→ **RECORDS PROVIDED**
────────
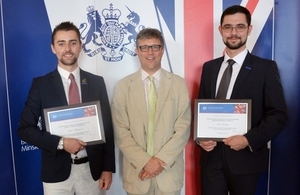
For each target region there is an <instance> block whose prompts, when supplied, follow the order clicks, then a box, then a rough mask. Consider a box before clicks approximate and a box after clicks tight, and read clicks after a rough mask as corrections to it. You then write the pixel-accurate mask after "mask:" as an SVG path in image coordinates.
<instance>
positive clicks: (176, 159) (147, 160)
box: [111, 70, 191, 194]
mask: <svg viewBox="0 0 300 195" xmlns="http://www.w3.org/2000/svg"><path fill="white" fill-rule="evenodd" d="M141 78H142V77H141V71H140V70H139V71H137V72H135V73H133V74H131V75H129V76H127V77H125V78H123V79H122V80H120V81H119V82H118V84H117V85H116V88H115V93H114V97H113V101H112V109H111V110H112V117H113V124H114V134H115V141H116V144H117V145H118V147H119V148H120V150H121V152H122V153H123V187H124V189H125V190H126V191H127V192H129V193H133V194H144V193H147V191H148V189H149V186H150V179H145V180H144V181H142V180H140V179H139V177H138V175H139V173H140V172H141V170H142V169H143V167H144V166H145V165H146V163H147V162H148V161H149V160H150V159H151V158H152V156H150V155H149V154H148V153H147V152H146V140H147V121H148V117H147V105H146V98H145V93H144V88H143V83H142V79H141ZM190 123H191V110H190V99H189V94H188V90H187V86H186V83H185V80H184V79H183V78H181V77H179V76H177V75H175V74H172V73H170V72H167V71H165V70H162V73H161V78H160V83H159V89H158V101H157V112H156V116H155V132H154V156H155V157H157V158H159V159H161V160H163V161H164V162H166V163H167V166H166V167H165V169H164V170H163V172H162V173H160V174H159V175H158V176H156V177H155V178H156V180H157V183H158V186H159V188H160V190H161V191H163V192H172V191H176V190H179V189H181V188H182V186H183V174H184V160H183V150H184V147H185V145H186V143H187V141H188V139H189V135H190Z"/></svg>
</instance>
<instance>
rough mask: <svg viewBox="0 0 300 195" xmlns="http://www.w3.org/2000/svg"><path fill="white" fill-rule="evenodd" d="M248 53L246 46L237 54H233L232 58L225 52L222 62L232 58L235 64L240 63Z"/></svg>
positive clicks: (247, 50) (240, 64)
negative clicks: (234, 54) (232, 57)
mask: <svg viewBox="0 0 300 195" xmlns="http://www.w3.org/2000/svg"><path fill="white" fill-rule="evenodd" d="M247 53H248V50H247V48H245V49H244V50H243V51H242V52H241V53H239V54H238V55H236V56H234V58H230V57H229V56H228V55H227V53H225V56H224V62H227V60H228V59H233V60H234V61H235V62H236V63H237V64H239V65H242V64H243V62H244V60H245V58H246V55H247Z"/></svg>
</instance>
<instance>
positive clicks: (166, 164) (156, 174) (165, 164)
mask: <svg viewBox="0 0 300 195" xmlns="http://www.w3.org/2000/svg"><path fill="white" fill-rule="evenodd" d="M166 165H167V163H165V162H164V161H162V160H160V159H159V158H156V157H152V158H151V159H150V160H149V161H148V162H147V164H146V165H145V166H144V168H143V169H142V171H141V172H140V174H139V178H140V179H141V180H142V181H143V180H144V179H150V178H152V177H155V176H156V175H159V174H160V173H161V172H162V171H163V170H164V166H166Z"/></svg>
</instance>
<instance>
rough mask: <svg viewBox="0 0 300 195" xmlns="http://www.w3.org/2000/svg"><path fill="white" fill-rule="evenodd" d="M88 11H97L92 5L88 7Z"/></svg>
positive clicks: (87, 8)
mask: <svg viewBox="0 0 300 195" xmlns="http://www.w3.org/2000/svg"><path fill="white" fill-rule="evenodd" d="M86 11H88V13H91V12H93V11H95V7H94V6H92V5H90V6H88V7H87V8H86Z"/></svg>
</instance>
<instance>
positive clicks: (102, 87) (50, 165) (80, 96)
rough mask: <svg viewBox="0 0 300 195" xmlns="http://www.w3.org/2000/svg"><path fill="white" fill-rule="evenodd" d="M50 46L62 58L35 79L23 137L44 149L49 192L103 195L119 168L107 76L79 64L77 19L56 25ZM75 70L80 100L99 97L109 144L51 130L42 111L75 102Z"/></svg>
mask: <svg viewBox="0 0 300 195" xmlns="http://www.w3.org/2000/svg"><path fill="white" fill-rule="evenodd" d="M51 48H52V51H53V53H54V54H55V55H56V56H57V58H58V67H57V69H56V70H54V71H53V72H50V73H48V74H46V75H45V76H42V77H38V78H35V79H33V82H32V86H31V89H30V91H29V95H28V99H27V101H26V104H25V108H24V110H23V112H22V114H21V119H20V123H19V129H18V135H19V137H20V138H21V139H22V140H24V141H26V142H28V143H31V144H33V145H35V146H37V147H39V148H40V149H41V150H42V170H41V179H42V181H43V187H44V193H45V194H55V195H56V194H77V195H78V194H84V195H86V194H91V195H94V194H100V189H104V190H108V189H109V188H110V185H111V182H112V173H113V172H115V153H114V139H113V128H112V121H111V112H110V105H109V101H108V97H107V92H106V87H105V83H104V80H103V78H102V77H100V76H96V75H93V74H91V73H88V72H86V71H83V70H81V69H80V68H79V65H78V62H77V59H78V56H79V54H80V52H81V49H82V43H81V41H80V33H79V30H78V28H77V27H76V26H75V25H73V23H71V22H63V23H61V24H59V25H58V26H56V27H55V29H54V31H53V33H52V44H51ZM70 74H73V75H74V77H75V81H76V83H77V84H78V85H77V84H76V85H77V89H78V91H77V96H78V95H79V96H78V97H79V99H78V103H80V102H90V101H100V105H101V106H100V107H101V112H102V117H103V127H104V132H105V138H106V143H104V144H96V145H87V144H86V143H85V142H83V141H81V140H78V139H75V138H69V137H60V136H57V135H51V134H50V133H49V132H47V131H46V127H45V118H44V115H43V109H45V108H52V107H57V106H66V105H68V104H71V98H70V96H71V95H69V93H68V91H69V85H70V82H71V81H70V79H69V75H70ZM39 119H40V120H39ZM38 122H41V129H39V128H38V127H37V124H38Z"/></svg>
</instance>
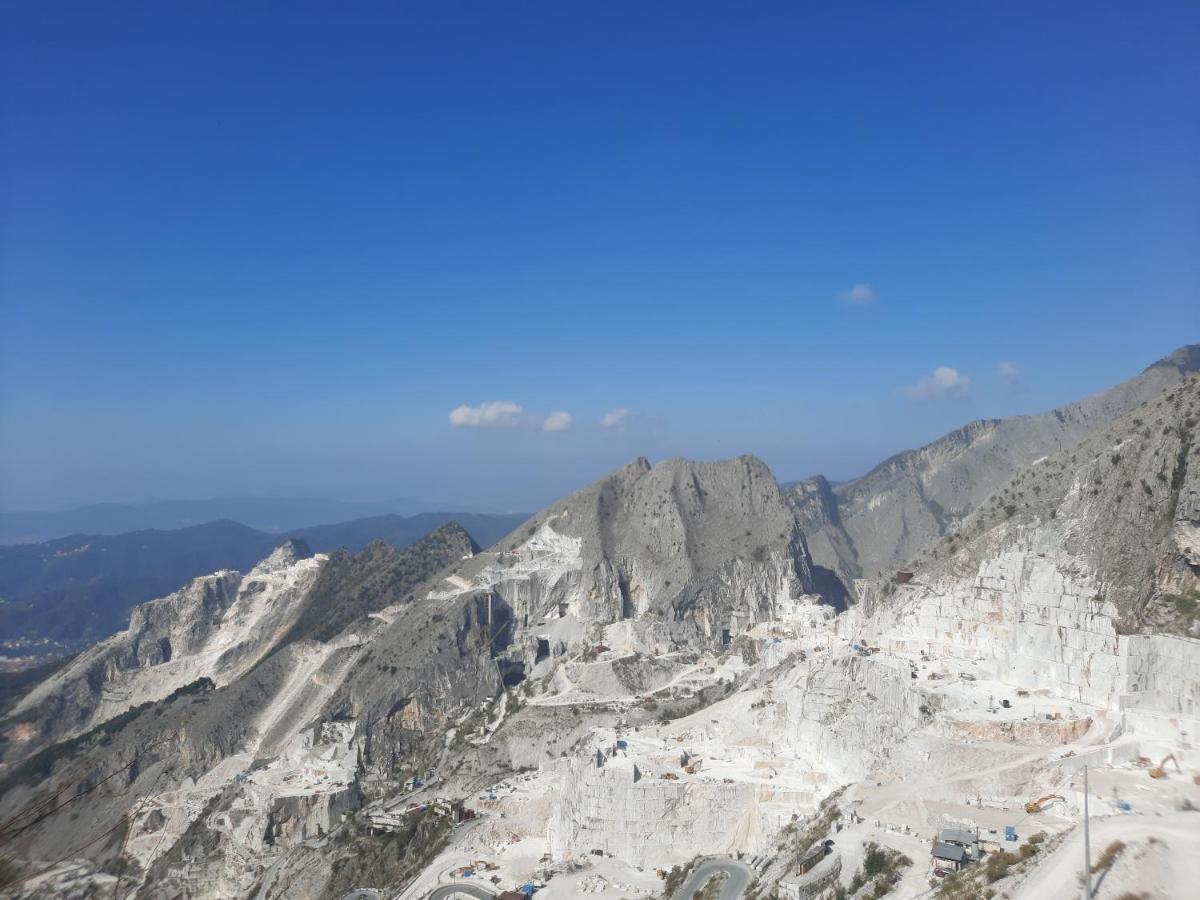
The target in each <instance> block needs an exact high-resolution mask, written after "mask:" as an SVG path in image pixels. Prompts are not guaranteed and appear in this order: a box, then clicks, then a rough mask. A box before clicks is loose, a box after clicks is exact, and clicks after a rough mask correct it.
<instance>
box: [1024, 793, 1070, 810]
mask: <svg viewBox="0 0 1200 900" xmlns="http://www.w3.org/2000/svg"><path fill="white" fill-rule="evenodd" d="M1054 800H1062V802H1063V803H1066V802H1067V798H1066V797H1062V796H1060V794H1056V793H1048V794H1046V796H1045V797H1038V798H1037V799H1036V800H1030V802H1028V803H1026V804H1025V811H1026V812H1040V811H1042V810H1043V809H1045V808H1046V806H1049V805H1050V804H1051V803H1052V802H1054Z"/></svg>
────────
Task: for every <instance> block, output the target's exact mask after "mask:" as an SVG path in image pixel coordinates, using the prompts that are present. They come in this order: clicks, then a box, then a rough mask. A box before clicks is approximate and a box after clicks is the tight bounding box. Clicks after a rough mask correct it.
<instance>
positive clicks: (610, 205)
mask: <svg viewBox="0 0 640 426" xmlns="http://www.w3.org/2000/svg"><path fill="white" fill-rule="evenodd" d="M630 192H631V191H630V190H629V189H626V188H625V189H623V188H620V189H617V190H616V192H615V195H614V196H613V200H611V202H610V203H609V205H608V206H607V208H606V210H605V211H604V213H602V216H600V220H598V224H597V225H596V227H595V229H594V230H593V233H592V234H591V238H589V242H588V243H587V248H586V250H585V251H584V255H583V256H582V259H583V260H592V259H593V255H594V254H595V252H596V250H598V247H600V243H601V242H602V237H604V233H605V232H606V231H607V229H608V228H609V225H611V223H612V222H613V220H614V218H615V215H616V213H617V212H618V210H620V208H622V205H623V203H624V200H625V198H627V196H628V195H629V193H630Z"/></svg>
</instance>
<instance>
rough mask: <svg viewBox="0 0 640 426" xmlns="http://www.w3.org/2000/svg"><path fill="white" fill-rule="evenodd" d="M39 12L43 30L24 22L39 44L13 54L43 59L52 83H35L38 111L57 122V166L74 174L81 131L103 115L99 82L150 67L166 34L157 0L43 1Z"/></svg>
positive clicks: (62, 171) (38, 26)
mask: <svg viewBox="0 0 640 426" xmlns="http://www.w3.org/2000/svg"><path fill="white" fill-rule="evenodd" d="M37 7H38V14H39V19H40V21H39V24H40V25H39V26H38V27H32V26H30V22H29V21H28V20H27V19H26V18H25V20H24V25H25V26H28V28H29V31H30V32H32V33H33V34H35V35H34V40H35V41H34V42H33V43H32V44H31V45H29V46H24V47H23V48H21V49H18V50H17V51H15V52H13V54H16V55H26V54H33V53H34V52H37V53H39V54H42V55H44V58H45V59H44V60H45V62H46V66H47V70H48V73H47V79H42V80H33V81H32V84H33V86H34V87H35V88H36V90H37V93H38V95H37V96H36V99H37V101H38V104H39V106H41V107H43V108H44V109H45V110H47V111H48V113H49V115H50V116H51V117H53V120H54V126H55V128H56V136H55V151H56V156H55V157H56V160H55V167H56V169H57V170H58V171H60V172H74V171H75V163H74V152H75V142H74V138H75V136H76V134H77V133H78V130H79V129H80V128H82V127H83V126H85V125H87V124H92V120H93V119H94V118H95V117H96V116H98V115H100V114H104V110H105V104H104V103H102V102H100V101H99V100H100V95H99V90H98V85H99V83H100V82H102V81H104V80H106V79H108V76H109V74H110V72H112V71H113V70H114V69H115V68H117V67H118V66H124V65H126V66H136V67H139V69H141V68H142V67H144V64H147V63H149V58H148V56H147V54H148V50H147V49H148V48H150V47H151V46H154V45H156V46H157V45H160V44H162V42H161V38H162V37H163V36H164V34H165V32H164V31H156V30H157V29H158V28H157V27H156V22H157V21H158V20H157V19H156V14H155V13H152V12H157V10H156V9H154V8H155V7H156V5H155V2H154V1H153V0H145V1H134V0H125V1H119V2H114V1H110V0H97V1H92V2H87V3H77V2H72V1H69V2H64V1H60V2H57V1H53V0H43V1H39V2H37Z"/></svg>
────────
→ **EXERCISE PROMPT**
Considering only the material above, set down every line from the one with "For each target" to the one with "positive clicks: (176, 159) (147, 160)", inclusive, exactly as written.

→ **SOLUTION TO THE PROBLEM**
For each target region there is an <instance> block whose prompts, when supplied, follow the order clicks, then a box, then a rough mask. Consider a box before clicks approximate and a box after clicks tight, and read clicks after a rough mask as corrections to it. You then write the pixel-accurate mask after "mask:" as an SVG path in image coordinates.
<instance>
positive clicks: (176, 159) (147, 160)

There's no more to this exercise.